• [Prompt]: Please work out how many lines in the entries below include the string "stone", and reply with the number alone.
BEGIN Records provided
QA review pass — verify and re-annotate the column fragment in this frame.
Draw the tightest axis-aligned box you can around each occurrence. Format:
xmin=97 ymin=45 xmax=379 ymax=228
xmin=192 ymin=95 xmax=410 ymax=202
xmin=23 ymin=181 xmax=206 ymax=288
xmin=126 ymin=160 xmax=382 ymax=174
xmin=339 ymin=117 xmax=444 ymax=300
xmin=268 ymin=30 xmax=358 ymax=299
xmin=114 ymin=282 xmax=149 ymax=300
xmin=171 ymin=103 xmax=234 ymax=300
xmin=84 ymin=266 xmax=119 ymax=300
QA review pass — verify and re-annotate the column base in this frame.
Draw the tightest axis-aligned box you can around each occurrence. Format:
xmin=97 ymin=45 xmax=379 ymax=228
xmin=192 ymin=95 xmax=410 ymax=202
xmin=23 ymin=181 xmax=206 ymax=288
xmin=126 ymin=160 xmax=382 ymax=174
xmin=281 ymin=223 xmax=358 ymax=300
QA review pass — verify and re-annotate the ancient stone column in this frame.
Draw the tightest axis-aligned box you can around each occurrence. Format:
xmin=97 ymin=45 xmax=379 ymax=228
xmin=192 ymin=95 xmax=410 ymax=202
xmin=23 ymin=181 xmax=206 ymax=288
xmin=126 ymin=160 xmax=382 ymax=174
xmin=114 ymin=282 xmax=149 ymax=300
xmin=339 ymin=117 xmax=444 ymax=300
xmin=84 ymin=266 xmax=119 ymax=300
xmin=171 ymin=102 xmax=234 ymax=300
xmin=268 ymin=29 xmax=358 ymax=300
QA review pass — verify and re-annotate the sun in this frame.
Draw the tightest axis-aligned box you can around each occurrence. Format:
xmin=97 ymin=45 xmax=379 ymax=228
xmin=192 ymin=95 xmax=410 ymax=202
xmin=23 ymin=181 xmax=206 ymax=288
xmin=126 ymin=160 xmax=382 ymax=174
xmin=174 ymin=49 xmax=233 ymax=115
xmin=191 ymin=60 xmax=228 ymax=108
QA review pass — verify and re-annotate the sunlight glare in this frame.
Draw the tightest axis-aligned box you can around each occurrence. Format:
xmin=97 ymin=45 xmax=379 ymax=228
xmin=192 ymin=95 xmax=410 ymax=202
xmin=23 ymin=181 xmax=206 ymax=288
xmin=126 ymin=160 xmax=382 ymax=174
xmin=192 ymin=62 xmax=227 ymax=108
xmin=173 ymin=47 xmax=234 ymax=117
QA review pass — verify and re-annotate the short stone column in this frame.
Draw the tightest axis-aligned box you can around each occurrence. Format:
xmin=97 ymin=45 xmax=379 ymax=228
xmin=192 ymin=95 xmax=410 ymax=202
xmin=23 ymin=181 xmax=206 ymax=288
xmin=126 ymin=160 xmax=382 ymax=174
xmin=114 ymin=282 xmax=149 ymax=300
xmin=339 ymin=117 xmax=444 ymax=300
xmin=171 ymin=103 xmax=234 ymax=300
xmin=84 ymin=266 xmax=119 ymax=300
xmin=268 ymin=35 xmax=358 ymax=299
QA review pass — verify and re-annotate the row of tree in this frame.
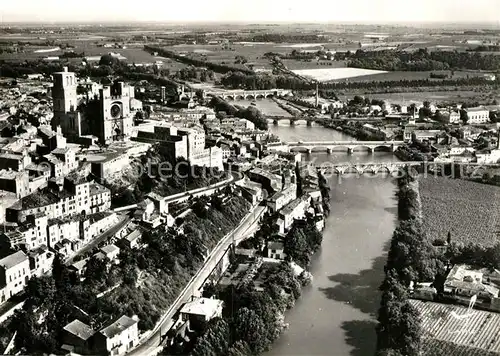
END Records provided
• [Task response]: 2